> [WHAT IS EXPECTED] Rescale the records from the start through the line that contains "x=106 y=131", giving all of those lines again, requests included. Multiply every point coordinate in the answers by 1.2 and round to whole numbers with halves going up, leaving the numbers in the requests and their format samples as they are.

Records from a collection
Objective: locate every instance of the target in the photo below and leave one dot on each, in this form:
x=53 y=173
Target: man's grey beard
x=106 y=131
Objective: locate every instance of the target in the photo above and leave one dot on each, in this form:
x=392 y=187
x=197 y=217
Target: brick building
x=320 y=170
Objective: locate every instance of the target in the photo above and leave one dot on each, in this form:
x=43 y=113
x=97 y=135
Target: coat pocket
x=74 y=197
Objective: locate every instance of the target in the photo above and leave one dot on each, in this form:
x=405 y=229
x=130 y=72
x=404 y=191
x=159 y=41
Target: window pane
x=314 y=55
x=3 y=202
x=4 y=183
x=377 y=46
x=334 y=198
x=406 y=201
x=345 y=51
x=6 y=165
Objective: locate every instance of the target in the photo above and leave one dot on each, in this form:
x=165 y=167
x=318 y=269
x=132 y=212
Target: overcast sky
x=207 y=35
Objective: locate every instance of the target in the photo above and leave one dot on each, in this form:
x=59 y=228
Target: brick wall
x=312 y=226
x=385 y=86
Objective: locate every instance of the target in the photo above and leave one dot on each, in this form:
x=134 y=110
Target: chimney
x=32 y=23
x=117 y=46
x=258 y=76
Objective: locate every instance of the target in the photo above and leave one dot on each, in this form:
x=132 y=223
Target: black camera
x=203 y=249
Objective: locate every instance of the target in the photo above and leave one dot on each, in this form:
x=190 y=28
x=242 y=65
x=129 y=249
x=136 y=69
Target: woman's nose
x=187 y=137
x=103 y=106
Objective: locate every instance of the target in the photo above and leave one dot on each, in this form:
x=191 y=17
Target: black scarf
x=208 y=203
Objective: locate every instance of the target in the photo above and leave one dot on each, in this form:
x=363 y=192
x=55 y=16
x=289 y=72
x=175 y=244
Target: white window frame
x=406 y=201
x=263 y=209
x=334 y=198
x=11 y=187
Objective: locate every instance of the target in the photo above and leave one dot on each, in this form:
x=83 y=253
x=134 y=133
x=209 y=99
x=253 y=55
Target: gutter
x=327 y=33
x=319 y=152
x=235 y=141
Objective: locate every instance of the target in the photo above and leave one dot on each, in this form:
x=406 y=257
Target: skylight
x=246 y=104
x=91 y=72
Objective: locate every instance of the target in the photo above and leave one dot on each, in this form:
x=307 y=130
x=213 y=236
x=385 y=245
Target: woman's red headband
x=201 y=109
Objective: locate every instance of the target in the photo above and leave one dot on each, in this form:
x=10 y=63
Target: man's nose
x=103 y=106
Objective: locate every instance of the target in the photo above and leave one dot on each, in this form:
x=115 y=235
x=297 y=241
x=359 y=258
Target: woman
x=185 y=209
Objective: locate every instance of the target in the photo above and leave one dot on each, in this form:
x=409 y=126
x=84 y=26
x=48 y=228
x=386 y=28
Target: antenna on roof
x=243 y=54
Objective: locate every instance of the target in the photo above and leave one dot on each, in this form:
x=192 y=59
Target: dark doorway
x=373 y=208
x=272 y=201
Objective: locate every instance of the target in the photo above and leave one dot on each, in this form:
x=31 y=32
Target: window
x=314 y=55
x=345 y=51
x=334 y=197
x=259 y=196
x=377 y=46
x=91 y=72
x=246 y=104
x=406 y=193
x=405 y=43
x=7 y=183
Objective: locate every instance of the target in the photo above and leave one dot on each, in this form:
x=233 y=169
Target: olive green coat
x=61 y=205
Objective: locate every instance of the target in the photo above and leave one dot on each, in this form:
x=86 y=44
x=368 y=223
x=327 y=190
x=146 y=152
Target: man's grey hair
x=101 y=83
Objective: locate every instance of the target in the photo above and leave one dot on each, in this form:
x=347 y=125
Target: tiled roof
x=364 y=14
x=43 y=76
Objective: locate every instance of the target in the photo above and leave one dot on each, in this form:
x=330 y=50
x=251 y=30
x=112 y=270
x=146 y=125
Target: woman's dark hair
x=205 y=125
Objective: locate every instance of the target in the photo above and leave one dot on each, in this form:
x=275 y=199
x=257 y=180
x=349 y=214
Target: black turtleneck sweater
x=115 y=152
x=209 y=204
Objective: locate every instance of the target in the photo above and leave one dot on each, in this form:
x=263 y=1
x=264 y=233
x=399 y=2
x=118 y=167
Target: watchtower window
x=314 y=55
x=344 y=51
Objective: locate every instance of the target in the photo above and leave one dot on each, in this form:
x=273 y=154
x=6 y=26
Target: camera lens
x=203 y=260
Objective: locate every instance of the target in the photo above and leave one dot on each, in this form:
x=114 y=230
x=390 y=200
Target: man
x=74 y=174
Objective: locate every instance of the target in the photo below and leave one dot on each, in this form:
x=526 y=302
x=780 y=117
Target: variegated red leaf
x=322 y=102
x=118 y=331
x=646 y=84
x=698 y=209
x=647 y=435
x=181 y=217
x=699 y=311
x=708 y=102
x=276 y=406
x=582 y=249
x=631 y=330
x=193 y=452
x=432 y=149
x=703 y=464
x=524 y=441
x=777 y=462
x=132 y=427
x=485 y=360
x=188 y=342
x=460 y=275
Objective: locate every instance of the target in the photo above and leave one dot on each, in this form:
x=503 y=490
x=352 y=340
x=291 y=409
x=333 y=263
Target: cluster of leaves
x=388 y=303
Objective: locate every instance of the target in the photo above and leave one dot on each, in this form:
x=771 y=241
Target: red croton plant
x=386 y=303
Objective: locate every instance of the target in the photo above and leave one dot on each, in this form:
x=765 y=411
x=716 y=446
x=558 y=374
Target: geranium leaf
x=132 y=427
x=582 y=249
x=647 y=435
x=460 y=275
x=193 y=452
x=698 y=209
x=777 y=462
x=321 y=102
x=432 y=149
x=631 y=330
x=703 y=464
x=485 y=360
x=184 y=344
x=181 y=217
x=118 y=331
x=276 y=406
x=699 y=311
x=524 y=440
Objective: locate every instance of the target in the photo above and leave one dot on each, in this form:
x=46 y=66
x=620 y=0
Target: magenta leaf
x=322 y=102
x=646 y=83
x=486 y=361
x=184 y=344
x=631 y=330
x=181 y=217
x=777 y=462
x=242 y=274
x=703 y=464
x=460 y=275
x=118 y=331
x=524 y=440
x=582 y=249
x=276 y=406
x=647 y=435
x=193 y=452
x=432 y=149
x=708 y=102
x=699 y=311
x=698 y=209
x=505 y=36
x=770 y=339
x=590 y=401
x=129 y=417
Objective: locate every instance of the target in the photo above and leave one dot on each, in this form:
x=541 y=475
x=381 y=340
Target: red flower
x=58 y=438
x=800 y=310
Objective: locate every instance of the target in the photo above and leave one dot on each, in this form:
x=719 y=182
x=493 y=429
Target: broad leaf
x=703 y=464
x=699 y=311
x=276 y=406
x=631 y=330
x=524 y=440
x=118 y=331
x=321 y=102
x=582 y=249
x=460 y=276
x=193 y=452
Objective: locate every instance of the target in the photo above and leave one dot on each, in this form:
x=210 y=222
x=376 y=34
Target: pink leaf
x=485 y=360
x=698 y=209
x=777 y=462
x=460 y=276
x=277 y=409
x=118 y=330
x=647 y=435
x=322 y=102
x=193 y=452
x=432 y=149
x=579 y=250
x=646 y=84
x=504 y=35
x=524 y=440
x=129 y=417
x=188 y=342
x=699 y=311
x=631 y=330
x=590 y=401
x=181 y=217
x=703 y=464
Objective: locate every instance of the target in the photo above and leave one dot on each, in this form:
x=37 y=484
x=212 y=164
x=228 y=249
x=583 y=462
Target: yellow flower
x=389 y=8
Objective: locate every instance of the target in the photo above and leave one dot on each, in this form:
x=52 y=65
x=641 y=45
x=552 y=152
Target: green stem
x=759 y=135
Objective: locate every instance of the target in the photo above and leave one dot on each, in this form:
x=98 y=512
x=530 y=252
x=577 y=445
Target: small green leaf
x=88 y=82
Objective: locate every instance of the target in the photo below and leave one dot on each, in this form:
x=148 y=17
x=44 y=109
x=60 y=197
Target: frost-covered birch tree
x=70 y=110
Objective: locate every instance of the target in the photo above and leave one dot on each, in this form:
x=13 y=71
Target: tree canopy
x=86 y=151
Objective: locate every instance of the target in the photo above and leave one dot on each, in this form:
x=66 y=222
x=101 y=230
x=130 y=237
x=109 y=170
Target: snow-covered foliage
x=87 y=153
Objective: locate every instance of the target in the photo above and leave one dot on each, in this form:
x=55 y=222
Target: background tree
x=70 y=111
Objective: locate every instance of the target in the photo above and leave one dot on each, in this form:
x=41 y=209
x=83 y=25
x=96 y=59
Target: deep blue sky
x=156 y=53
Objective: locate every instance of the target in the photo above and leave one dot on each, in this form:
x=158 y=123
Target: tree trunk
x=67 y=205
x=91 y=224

> [EXPECTED ANSWER]
Objective: locate every instance of the target in the photo below and leave one dot on each, in this form:
x=53 y=173
Target: man's grey beard
x=127 y=157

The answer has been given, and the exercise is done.